─── Supplied passage ───

If I asked it about a very specific problem I was having with an Azure data factory pipeline. It might come back with some Microsoft documentation. They generally don’t work and the links to said documentation are complete hallucinations, which is quite ironic, given Microsoft’s massive investment in the company.
I have done some research on a recent workplace dispute using the deep research feature and I have to say I found it to be reasonably good in the sources it choose to go with and they were all valid.
I know I sound like a OpenAI shill but, it’s generally been quite good for me in recent memory. Apart from referencing technical documentation specifically for Microsoft products.
This is of course my personal opinion, and they’re like arseholes, everyone’s got one.
Two stand out. While under the influence.
The experience of time stopping or freezing after bumping into someone at a music festival, it was only for a perceived 5-7 seconds. As I swung off this dude and began to lose my footing everything stopped. Sounds, people moving, the trees swaying, everything. The external physical world stood still as did my physical form but my brain and thoughts was still moving at regular speed, able to understand the outside world had stopped but do nothing about it. The closest I’ve found to explain it is a guy having a seizure in the shower and perceiving that the water had frozen, I simply cannot explain this one.

───

◆ Task details:
Rewrite the post between "I have done" and "were all valid.", inclusive, substituting "tenancy disagreement" for "workplace dispute".

─── Dataset excerpts ───

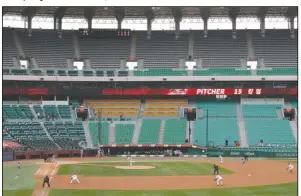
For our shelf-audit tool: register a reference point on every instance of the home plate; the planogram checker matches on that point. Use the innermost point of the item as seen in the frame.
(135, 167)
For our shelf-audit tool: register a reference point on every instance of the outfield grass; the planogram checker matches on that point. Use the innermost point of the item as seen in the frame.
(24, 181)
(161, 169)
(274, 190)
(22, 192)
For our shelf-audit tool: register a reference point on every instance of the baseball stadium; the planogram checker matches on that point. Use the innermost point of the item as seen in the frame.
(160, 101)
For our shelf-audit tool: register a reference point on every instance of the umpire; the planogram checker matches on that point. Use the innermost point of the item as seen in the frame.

───
─── Dataset excerpts ───

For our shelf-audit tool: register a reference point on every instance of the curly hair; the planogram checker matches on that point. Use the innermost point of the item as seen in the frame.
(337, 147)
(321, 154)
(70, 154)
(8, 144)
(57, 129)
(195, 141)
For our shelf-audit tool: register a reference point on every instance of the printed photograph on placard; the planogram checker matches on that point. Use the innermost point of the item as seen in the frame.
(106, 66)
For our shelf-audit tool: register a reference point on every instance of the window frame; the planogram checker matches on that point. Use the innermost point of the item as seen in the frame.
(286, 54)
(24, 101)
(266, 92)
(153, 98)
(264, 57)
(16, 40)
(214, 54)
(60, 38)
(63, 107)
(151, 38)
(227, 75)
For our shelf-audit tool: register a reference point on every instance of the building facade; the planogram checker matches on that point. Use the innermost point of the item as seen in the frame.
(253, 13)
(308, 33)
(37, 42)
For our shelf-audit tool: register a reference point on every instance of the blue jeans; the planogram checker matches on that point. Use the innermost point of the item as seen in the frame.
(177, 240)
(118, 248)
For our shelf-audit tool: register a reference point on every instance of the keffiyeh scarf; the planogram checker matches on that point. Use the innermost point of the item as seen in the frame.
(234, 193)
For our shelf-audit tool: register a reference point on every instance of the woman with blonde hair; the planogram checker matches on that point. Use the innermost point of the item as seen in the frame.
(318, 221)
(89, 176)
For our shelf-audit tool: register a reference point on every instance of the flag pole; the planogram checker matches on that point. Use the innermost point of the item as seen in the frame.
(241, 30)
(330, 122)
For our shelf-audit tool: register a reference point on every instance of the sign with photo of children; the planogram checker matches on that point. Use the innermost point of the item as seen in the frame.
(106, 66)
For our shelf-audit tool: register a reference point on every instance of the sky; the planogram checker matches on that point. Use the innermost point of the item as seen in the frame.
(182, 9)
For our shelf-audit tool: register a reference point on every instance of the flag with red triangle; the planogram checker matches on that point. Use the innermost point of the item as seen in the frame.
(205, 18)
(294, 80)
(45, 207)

───
─── Dataset excerpts ───

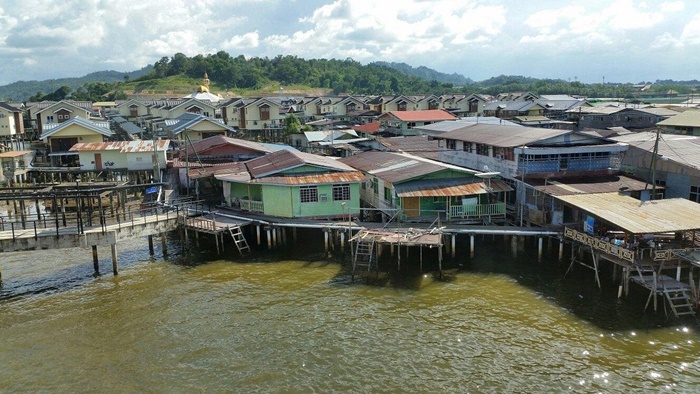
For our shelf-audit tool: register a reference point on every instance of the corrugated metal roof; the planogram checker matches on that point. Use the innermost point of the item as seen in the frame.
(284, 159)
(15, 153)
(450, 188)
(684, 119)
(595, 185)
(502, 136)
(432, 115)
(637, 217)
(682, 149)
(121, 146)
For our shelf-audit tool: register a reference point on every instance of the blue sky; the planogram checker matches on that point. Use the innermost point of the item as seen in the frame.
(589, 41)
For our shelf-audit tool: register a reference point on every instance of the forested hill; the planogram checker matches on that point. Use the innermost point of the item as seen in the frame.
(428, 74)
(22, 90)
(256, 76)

───

◆ Your response:
I have done some research on a recent tenancy disagreement using the deep research feature and I have to say I found it to be reasonably good in the sources it choose to go with and they were all valid.